◆ Input data:
┄┄┄┄┄┄┄┄┄┄
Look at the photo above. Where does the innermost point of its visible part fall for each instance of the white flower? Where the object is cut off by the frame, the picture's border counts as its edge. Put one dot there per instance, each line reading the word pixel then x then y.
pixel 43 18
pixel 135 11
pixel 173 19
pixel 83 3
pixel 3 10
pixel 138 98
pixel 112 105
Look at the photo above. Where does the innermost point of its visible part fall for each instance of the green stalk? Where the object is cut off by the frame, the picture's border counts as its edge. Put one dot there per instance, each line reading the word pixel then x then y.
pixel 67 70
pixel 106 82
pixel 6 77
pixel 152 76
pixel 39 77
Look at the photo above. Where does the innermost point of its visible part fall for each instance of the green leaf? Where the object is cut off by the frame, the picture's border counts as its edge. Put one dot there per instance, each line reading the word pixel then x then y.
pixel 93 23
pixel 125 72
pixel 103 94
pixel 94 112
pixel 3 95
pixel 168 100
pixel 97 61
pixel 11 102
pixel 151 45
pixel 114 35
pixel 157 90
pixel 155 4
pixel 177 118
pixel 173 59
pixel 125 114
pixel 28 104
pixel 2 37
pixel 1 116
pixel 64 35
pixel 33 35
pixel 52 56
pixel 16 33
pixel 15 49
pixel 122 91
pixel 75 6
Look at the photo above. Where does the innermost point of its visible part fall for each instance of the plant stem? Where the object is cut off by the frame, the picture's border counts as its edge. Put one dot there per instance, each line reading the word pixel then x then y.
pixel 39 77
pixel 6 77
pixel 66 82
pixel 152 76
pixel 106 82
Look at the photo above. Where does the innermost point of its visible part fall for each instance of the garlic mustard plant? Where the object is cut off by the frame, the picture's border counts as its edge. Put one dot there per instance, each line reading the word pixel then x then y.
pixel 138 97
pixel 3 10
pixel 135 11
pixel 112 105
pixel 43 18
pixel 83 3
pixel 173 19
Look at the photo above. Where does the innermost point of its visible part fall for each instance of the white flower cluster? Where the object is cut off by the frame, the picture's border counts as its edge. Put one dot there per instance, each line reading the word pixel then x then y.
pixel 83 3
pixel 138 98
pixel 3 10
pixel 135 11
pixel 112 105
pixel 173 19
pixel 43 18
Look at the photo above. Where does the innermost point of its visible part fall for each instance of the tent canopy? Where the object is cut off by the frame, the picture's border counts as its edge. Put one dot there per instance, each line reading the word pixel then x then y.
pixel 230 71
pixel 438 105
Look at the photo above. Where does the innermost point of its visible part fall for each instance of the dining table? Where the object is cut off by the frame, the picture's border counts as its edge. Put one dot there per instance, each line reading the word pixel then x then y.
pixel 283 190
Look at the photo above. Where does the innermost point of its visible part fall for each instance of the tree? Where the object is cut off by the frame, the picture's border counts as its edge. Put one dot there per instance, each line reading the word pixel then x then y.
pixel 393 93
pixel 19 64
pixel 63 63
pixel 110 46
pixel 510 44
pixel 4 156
┄┄┄┄┄┄┄┄┄┄
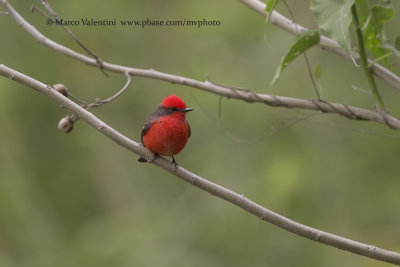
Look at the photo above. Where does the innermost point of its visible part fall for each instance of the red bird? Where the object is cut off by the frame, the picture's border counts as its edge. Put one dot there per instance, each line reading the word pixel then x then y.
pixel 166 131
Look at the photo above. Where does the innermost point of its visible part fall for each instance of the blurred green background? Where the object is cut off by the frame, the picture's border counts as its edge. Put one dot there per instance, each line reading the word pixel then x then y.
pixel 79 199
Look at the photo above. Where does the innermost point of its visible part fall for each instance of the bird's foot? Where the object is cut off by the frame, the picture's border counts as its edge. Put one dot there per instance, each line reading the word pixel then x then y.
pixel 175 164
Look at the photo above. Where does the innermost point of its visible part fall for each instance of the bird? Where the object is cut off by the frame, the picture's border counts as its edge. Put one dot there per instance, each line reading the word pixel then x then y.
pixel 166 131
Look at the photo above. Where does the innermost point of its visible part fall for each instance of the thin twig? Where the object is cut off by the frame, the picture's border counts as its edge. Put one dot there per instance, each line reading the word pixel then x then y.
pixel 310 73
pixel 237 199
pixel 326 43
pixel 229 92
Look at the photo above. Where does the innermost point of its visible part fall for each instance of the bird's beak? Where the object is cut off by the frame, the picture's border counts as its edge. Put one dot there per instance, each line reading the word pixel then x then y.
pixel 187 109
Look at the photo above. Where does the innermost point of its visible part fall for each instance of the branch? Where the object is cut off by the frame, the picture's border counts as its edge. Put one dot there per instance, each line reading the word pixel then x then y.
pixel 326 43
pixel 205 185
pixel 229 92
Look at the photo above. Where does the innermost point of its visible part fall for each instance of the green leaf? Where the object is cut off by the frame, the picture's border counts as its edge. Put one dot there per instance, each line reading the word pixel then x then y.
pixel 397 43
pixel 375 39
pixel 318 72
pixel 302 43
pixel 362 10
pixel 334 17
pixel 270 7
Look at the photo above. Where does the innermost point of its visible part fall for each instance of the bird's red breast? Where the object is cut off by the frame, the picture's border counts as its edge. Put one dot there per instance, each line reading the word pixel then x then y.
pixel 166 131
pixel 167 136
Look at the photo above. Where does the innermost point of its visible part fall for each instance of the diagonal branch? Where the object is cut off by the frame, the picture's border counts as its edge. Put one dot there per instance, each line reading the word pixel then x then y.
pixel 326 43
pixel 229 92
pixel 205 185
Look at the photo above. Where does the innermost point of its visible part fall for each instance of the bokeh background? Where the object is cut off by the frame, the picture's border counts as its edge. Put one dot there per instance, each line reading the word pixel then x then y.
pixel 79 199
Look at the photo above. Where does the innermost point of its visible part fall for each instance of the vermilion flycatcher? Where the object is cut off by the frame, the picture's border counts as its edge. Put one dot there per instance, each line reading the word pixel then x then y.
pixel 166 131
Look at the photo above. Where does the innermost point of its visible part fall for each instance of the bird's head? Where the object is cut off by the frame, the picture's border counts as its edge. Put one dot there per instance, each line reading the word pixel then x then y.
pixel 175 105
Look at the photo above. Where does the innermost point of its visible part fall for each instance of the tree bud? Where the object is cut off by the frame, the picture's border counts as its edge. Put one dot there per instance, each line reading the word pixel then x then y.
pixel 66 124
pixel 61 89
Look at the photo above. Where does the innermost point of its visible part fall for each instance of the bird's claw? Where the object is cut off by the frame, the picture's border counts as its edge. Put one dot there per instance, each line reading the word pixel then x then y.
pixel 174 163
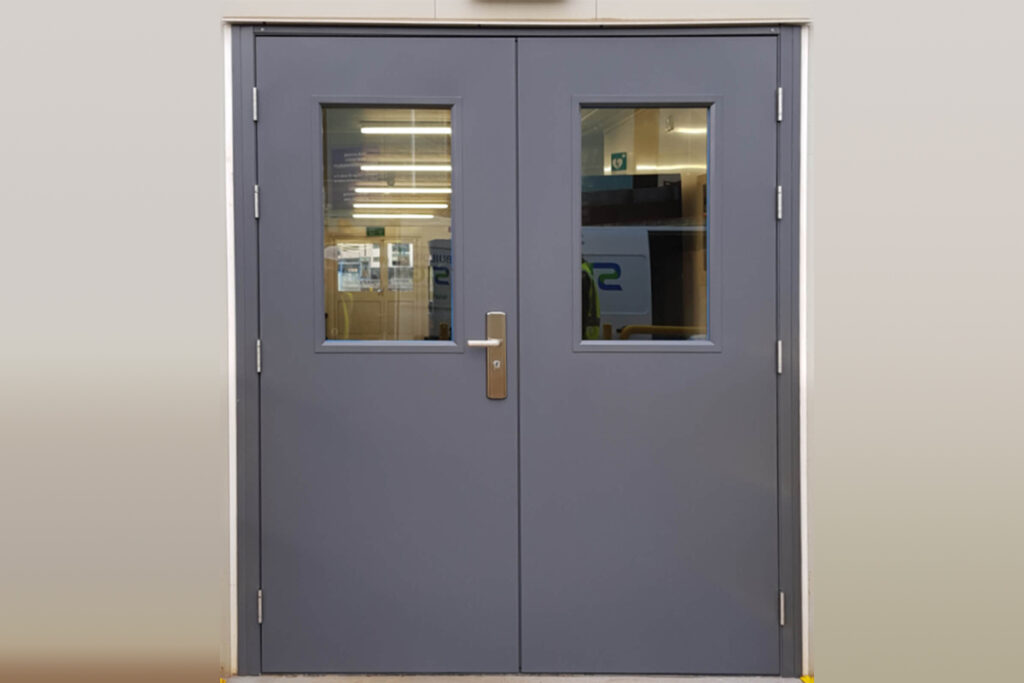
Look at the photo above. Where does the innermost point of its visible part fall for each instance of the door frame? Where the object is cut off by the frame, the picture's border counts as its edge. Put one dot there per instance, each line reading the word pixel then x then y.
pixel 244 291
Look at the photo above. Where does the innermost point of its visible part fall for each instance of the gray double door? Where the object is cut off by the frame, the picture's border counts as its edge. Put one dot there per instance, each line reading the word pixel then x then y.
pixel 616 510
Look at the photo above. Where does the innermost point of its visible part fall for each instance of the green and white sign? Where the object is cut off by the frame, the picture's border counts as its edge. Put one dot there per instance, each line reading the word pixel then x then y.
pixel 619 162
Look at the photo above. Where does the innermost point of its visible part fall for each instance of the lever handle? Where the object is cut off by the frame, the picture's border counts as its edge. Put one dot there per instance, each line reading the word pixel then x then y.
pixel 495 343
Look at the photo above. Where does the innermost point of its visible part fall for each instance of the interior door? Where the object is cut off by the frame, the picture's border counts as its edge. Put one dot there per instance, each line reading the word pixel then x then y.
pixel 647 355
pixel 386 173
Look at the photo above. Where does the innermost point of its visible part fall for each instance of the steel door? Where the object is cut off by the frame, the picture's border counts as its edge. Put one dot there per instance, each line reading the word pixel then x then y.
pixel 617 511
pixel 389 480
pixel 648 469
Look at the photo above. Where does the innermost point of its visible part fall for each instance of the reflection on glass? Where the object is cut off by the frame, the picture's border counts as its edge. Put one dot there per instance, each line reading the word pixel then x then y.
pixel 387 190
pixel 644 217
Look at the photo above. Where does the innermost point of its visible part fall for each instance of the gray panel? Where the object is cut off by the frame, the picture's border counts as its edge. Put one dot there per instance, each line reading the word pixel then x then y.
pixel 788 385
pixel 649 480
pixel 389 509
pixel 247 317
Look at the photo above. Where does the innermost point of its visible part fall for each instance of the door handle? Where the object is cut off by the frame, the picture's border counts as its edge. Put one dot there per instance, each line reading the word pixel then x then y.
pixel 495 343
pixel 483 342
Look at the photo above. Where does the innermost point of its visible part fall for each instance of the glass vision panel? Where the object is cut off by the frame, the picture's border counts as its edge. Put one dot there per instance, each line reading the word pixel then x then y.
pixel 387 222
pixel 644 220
┄┄┄┄┄┄┄┄┄┄
◆ Your task: Find every line above that contains the word "mustard", matching case exactly, and copy each of those lines in full.

◆ Written answer:
Look at the photo above. Where does the innermost point of its visible part fall for each instance of the garlic mustard plant? Where the object is cut off by the frame, the picture's border counts as its edge. Put one dot there per instance, each line reading the word pixel then x then y.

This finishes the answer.